Data to use:
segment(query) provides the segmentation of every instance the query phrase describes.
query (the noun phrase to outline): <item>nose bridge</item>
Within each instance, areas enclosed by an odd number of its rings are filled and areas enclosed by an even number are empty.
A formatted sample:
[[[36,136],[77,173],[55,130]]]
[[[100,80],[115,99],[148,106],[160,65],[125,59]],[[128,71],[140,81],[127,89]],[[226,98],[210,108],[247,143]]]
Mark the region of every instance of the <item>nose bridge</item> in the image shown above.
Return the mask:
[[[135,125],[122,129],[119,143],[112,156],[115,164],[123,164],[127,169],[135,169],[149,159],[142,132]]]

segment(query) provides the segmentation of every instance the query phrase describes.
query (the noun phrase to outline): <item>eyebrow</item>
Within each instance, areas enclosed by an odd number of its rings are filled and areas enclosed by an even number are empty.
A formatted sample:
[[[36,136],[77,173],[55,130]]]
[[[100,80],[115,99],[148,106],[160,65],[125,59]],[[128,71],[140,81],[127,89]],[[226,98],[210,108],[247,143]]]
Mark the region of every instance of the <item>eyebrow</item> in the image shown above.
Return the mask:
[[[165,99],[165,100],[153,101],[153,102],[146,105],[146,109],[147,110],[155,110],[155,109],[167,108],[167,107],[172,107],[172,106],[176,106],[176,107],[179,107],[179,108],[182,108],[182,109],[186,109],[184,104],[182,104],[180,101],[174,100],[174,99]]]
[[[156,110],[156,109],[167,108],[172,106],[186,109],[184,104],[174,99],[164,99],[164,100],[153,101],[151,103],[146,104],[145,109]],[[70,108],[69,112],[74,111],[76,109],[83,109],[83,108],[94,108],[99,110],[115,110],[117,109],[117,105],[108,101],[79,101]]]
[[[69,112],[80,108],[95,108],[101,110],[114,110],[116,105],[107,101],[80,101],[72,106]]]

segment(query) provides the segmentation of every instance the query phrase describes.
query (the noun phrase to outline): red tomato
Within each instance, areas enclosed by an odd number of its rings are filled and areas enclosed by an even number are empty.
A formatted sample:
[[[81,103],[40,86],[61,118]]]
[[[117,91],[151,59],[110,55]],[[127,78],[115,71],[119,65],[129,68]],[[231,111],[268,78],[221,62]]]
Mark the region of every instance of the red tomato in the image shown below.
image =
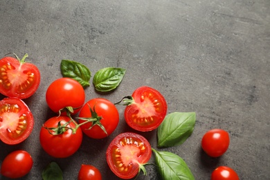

Aim of the exercise: Count the lines in the entries above that contain the string "image", with case mattering, and reply with the number alone.

Task solution: 4